### Text extract

>>>

On Tue, Apr 22, 2025 at 04:05:28PM -0500, Eric Blake via Libguestfs wrote:
On Tue, Apr 22, 2025 at 03:41:43PM -0500, Eric Blake via Libguestfs
wrote:
> On Tue, Apr 22, 2025 at 10:08:01PM +0300, Nikolay Ivanets wrote:
> > nbdkit crashes when the client is trying to get extents with len=2^32-1.
> > Here is client code (nbdsh):
> >
> > h.add_meta_context("base:allocation")
> > h.connect_uri("nbd://localhost:10809/disk0-flat.vmdk")
>
> Can you post the disk0-flag.vmdk image (or better, instructions for
> how to create it?)
>
> >
> > def f(metacontext, offset, e, status):
> > print(e)
> >
> > h.block_status(2**32-2, 0, f)
> > [4294967295, 0] <--- OK
At any rate, it looks like you have an export that is all data up to this length...
> > Server prints:
> >
> > nbdkit: file.8: debug: file: extents count=4294967295 offset=0 req_one=0
...and that you were using the file plugin to read it. So let's see
what happens if I create a file larger than 4G to try and reproduce:
$ dd if=/dev/urandom of=myfile bs=1G count=5
5+0 records in
5+0 records out
5368709120 bytes (5.4 GB, 5.0 GiB) copied, 15.5435 s, 345 MB/s
$ ./nbdkit -fv file myfile &
$ nbdsh --base-allocation --uri nbd://localhost
<nbd> def f(m, o, e, s):
... print(e)

<<<

### Raw records
>>>

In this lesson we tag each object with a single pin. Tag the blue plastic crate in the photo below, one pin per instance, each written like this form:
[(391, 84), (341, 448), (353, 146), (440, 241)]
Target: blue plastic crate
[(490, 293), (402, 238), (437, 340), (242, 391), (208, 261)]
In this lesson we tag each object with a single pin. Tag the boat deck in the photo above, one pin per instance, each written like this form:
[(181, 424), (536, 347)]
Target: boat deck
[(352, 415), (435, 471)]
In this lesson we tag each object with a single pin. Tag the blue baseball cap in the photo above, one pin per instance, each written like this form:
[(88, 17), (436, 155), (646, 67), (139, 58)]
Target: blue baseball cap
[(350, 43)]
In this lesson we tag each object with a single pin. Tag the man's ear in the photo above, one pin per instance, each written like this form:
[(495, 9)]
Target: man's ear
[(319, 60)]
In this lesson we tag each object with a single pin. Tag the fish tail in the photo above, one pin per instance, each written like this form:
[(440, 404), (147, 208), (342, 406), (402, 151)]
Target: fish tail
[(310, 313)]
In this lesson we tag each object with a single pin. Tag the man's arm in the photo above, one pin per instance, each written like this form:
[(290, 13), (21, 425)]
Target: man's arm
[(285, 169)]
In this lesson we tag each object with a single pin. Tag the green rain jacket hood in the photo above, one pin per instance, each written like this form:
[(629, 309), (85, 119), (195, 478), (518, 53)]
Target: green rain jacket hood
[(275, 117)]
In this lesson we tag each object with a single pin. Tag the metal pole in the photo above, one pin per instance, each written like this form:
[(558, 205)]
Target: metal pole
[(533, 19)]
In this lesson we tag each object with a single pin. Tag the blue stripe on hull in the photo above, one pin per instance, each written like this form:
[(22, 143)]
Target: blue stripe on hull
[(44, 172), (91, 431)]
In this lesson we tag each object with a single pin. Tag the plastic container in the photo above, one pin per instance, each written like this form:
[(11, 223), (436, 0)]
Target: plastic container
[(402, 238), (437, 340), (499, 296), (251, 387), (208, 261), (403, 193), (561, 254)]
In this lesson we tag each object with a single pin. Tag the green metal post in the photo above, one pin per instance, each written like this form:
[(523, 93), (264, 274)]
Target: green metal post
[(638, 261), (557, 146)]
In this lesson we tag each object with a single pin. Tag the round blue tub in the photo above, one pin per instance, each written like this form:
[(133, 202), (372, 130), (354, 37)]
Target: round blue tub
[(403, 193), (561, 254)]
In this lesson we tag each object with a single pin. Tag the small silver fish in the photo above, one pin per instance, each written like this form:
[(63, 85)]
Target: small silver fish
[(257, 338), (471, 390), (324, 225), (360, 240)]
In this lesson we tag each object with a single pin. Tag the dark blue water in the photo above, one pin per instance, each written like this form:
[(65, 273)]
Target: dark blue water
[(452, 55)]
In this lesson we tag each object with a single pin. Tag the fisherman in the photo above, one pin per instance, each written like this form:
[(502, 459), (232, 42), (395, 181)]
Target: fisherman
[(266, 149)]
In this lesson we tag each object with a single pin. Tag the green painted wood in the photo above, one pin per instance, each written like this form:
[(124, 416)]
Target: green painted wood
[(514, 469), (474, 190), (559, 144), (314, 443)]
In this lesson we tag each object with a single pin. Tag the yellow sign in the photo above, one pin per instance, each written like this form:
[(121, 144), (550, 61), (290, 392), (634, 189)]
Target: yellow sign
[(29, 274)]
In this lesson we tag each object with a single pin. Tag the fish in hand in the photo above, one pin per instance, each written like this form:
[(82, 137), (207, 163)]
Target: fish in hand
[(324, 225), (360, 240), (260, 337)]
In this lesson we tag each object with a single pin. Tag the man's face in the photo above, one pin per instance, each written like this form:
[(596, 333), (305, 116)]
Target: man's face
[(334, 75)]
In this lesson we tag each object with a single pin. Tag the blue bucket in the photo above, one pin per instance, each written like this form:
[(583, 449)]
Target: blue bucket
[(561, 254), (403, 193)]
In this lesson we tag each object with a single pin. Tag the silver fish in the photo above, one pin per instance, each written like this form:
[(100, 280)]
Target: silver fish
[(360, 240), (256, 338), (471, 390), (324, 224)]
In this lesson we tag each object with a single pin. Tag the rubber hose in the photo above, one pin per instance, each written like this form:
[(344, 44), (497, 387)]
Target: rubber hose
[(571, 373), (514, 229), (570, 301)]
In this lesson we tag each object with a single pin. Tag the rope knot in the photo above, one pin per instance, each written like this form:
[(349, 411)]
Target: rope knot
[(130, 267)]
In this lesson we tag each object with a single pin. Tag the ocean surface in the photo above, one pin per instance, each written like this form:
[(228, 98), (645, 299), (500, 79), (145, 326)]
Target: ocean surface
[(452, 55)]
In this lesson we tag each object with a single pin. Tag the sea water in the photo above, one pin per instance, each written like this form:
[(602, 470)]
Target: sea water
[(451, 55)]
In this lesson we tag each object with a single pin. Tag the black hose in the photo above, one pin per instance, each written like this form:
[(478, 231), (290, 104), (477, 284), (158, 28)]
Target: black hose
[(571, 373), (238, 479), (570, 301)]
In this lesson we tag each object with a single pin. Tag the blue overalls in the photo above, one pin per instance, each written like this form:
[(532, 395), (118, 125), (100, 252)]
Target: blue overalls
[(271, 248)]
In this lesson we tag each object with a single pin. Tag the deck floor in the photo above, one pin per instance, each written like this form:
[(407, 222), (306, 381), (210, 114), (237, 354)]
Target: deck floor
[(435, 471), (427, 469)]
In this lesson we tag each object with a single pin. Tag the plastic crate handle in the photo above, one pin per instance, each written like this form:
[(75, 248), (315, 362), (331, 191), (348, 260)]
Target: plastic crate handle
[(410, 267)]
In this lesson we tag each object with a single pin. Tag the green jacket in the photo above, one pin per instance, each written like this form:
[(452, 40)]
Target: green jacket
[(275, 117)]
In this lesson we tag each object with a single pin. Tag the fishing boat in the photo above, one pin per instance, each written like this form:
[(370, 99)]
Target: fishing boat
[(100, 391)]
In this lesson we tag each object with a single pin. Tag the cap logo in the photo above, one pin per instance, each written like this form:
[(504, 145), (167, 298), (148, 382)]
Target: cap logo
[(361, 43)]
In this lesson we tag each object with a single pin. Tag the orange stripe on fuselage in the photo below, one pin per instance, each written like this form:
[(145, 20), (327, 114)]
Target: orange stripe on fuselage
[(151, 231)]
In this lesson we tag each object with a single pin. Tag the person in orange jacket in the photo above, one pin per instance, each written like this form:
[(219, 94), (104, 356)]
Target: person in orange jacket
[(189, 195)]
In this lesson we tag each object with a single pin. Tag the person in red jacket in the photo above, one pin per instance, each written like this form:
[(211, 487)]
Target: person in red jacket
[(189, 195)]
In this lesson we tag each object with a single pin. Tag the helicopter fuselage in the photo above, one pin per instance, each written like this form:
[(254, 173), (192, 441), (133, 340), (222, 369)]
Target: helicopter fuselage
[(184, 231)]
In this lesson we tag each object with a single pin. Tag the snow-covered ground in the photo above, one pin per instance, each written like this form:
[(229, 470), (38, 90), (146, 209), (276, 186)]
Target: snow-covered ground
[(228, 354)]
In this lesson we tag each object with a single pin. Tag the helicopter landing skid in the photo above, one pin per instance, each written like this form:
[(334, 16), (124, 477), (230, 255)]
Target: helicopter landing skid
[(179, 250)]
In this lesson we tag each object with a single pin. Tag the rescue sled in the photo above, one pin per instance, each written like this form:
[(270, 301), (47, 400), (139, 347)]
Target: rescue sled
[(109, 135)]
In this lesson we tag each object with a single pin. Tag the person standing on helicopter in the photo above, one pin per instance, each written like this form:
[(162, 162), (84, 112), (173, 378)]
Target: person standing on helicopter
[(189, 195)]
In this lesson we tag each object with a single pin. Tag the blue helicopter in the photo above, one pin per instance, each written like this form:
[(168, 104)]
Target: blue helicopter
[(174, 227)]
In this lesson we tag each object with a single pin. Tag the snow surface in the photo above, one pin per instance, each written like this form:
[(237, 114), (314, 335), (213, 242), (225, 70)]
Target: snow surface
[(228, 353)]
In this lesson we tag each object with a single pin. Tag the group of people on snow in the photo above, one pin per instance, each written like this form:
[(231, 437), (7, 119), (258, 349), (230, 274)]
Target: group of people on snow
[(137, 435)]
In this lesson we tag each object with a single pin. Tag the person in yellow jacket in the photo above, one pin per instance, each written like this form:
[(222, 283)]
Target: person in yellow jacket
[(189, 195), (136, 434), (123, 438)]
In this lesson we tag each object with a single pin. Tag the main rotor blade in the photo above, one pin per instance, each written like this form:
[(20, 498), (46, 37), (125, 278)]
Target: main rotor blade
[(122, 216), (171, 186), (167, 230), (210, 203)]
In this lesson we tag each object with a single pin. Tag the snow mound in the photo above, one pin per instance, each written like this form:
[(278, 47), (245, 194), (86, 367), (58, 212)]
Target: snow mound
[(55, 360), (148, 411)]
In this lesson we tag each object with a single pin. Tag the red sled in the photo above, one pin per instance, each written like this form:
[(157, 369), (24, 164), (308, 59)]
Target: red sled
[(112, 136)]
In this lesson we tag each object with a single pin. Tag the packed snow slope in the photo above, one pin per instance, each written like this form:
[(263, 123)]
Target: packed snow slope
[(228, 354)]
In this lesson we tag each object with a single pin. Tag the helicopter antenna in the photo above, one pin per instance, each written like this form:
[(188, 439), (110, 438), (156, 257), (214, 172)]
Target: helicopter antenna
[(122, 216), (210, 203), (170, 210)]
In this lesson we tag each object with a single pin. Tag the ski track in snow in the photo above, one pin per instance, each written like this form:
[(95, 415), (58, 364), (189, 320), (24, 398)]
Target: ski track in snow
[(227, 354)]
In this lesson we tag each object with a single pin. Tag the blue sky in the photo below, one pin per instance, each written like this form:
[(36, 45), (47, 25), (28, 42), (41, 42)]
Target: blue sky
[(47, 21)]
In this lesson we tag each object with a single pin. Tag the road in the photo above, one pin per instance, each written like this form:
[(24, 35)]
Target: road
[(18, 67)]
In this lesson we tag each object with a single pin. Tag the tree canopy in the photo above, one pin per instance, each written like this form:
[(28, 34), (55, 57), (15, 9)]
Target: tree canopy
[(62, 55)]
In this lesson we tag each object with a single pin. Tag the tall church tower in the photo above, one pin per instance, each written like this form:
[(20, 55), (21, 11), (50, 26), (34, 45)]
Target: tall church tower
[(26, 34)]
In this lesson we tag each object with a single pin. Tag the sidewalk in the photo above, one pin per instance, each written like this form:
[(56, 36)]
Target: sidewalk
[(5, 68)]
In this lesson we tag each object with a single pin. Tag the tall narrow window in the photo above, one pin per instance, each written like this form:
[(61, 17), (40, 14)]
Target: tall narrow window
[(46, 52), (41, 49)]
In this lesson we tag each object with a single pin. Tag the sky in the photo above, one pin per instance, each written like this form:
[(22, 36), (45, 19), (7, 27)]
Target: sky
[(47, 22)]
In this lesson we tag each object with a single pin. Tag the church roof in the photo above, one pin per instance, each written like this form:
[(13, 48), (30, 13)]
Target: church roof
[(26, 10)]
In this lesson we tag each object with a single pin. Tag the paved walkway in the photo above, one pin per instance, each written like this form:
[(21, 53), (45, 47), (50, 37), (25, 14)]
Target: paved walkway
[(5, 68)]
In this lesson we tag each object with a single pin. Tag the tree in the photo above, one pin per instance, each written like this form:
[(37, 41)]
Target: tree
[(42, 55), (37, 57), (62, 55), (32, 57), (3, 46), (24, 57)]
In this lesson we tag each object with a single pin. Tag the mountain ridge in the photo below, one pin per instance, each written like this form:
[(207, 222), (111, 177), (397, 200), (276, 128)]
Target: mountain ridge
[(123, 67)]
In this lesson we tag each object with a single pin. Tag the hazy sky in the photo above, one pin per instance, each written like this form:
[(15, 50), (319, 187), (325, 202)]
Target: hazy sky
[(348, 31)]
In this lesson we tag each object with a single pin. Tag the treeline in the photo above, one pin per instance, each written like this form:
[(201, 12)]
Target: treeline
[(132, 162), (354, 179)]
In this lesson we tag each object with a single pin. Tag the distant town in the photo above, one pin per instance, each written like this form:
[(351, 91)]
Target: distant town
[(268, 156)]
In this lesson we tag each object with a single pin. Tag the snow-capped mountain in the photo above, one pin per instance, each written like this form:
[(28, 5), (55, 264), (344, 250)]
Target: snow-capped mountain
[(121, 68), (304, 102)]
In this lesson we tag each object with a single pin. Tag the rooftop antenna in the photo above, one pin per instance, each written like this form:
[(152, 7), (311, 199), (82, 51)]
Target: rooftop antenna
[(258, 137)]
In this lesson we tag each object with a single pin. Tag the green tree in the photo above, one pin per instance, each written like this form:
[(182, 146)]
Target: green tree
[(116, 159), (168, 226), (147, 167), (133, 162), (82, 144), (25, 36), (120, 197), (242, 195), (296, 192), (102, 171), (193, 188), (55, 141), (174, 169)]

<<<

### What this exercise asks
1: Answer these questions from the nbdkit thread:
(a) With what len value does the client try to get extents when nbdkit crashes?
(b) Which plugin was being used to read the export?
(c) How many bytes does the dd command report as copied?
2: Please transcribe the nbdkit thread from "On Tue, Apr 22, 2025 at 04:05:28PM" to "to create it?)".

### Solved problems
1:
(a) len=2^32-1
(b) The file plugin
(c) 5368709120 bytes

2:
On Tue, Apr 22, 2025 at 04:05:28PM -0500, Eric Blake via Libguestfs wrote:
On Tue, Apr 22, 2025 at 03:41:43PM -0500, Eric Blake via Libguestfs
wrote:
> On Tue, Apr 22, 2025 at 10:08:01PM +0300, Nikolay Ivanets wrote:
> > nbdkit crashes when the client is trying to get extents with len=2^32-1.
> > Here is client code (nbdsh):
> >
> > h.add_meta_context("base:allocation")
> > h.connect_uri("nbd://localhost:10809/disk0-flat.vmdk")
>
> Can you post the disk0-flag.vmdk image (or better, instructions for
> how to create it?)